##### EXCERPTED TEXT

Exploitation of Himalayan forests:
- Forest exploitation:
- The scenario changed during British colonial period. Colonial powers were solely interested in resource exploitation.
- British began leasing the forests from ruler of Tehri in 1905.
- When the reserve forests were being demarcated, some officials reported that these could not sustain commercial forestry and recommended that they be converted into community managed forests.
- The government disagreed but lated introduced a provision in the Indian Forest Act 1927, to declare reserved forests as villege forests and hand over their management to communities.
- The first van panchayats (village forest councils) were constituted in the 1930s, in Garhwal and Kumaon Himalayas.
- The colonial forest management regime has continued unabated even after Independence, progressively weakening the highly efficient van panchayats.
- Water exploitation:
- The Himalayan region’s watercourses have also been silted up by quarrying of limestone, required for the construction of roads and buildings.
- As a result, the beds of these watercourses, such as those in Mussoorie, have become broader and destroyed farmland.
- The government ordered that mining be stopped only when it was concluded that the cost of destroying the farmland exceeded the benefits from mining.
- However, the courts put a stay on this order and the mining continued with damaging consequences.

##########
##### GIVEN ENTRIES

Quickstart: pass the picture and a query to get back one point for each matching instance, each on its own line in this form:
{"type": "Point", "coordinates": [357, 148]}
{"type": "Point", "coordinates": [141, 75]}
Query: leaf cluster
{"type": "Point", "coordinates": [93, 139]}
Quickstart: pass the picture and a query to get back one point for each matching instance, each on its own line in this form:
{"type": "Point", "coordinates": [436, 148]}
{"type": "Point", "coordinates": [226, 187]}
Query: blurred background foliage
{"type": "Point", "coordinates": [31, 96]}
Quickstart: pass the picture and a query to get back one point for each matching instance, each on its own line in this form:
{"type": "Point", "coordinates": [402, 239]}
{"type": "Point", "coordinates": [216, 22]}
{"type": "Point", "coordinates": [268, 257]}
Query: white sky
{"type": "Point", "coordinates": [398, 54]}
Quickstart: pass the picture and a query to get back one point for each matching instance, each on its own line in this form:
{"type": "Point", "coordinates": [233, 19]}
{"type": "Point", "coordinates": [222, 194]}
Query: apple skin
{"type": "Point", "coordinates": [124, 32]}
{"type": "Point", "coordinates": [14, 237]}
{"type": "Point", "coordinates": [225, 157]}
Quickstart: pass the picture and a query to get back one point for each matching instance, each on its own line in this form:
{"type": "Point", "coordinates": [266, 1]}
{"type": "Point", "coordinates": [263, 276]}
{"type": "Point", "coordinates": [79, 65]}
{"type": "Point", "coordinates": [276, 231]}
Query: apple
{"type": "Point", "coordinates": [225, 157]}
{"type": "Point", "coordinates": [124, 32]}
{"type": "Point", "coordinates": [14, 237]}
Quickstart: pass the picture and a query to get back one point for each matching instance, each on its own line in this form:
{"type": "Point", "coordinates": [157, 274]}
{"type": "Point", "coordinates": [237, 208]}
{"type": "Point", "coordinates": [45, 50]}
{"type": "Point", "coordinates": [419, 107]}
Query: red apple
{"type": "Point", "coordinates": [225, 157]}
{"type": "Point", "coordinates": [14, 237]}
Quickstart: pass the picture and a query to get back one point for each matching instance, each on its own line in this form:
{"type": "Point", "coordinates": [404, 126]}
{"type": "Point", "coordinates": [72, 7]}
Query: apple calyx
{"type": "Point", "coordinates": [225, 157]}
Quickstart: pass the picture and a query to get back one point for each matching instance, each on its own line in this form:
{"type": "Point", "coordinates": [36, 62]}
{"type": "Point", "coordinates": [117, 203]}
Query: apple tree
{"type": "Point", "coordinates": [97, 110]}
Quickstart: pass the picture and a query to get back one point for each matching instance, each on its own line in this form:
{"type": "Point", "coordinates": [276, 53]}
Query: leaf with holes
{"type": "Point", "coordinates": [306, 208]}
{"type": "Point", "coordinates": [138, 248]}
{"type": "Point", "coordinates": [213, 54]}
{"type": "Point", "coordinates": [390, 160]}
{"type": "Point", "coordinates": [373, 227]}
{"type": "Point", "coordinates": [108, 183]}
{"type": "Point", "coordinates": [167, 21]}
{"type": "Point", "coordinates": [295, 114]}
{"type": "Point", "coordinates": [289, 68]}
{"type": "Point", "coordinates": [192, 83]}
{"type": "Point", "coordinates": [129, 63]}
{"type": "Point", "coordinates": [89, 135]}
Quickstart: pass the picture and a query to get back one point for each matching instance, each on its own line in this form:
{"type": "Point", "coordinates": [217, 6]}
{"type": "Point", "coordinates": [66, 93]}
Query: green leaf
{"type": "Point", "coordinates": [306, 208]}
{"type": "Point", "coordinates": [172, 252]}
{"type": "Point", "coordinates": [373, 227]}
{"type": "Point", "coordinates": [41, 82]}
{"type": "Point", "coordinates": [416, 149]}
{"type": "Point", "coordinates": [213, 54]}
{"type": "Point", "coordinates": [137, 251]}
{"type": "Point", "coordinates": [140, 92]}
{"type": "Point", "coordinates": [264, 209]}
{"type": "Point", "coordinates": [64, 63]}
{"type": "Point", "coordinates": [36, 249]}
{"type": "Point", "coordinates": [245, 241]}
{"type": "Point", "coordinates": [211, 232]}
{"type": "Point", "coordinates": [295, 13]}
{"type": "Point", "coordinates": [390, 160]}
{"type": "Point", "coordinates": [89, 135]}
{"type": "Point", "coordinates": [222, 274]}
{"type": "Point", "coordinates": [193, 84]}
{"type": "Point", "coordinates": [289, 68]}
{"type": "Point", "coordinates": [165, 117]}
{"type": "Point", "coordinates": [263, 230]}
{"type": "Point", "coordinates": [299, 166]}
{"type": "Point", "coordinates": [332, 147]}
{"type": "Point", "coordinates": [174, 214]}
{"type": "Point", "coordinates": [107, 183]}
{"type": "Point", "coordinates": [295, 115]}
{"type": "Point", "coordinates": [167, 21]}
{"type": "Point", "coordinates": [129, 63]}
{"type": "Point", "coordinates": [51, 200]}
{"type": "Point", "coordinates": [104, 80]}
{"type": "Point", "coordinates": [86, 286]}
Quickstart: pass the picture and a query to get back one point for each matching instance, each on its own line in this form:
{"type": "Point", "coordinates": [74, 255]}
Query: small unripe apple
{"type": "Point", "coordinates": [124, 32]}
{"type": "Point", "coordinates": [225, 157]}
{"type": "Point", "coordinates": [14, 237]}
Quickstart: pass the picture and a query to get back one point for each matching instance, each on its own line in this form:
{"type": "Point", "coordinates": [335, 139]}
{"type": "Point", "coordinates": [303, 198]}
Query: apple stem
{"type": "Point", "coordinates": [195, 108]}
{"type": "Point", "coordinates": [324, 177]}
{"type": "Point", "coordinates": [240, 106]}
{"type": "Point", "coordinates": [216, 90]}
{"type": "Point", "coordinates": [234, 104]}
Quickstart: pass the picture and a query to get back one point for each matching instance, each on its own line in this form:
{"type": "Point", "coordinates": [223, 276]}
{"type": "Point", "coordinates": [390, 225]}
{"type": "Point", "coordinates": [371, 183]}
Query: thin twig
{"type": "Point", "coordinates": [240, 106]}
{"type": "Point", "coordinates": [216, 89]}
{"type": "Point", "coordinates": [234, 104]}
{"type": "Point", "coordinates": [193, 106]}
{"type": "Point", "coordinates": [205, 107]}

##########

▸ **AIM OF THE EXERCISE**
Reproduce the part of the text on Himalayan forest exploitation that starts with "- The colonial" and runs through "and destroyed farmland.", word for word. These rows were drawn from a separate source, not from the text on Himalayan forest exploitation.

▸ **THE RESULT**
- The colonial forest management regime has continued unabated even after Independence, progressively weakening the highly efficient van panchayats.
- Water exploitation:
- The Himalayan region’s watercourses have also been silted up by quarrying of limestone, required for the construction of roads and buildings.
- As a result, the beds of these watercourses, such as those in Mussoorie, have become broader and destroyed farmland.